[Pointing dataset records]
----

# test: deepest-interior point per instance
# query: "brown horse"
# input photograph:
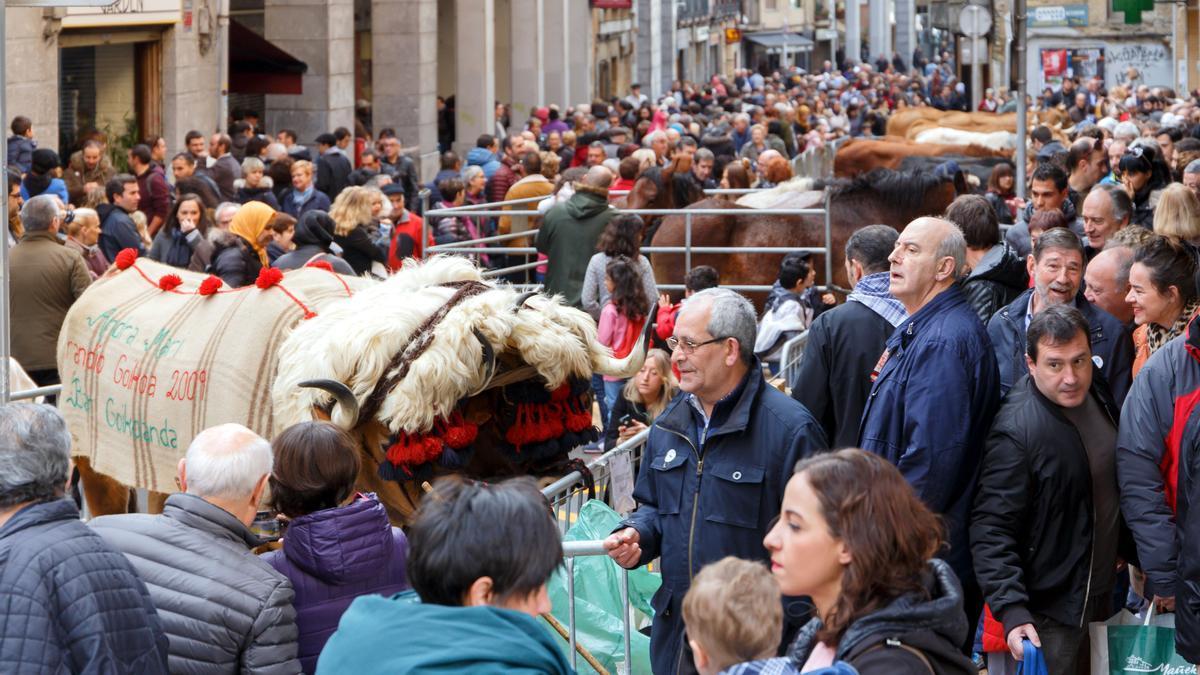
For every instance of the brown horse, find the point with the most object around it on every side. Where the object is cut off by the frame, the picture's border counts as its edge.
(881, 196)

----

Directions for this task >> Apart from the pictures, the entries above are to be repeated in full and exactly.

Answer to this problem >>
# test: deepest-interior point per instance
# query: "brown horse"
# input photograph:
For every instance of the brown horse, find the point with the most object around it on every side. Where the object is cut off by the frame, the picture's border counts as its edge.
(881, 196)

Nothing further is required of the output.